*** LISTED ENTRIES
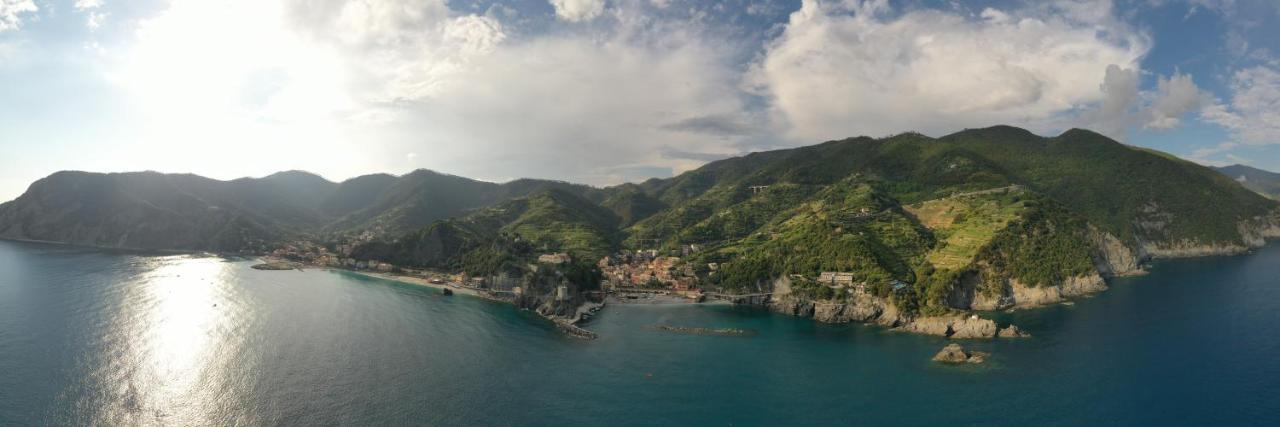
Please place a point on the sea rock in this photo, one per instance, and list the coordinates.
(940, 326)
(1027, 297)
(955, 353)
(1013, 331)
(952, 326)
(973, 326)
******
▶ **TASK DESCRIPTION**
Pull every line of text from the records above, copying each one word for word and leaving out the pictures.

▶ **FULL OUTPUT**
Please place a point on the sea rock in this photo, one per instance, and list the coordinates.
(940, 326)
(1027, 297)
(955, 353)
(1013, 331)
(952, 326)
(973, 326)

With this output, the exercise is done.